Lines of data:
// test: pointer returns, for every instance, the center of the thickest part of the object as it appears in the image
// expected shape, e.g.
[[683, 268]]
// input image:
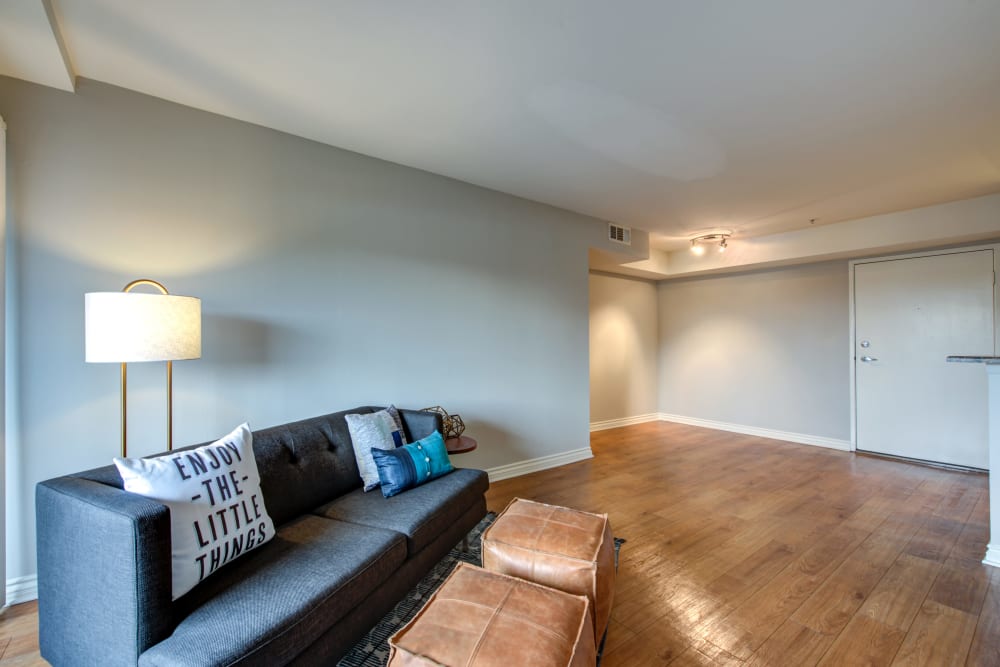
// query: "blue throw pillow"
[[412, 465]]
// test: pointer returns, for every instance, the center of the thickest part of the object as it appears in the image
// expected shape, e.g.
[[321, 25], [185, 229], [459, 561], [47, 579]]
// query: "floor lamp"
[[127, 326]]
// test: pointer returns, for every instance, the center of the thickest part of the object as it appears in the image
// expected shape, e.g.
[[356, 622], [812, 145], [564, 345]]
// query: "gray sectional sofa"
[[340, 559]]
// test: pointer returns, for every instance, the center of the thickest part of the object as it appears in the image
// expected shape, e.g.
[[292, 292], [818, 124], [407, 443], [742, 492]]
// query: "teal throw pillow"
[[411, 465]]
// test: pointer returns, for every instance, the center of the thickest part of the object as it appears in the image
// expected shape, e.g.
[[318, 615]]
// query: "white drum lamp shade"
[[123, 327]]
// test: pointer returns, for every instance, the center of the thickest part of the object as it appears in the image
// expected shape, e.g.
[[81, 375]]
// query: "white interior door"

▶ **Work required**: Quote in full the listing given above; the images are to be left out.

▶ **Solved problem**:
// test: pointer returns, for every instance, the center of the thickest part of the object as it appears in the image
// expected shape, e.g.
[[683, 268]]
// input image:
// query: "blue throw pillow"
[[412, 465]]
// test: pointer returns, for every instance, the center of the thickest part of the object as it appears in the image
// expected shape, e.g.
[[321, 25], [185, 229], [459, 561], [47, 579]]
// query: "floor lamp"
[[127, 326]]
// test: pointer returns, for every instance, the center of the thickest part of the object as it appears in the image
// expected shape, e.g.
[[356, 622], [812, 145], [564, 345]]
// query: "gray sectional sofa"
[[340, 559]]
// test: pointer returns, for every instance, the center of the thickest part of the object as it appears in the image
// expected shape, e.g.
[[292, 292], [818, 124], [407, 443], [742, 492]]
// query: "teal throw pillow"
[[411, 465]]
// test: pointer returns, for every instance, the center of the thickest part of the object as it appears in the image
// expected shape, e.g.
[[318, 615]]
// query: "white drum lamp shade"
[[123, 327]]
// test: pointer returns, for every instance, the center of the thickest part of the object as it appears in the image
// expected shape, e.g.
[[81, 375]]
// query: "white interior door"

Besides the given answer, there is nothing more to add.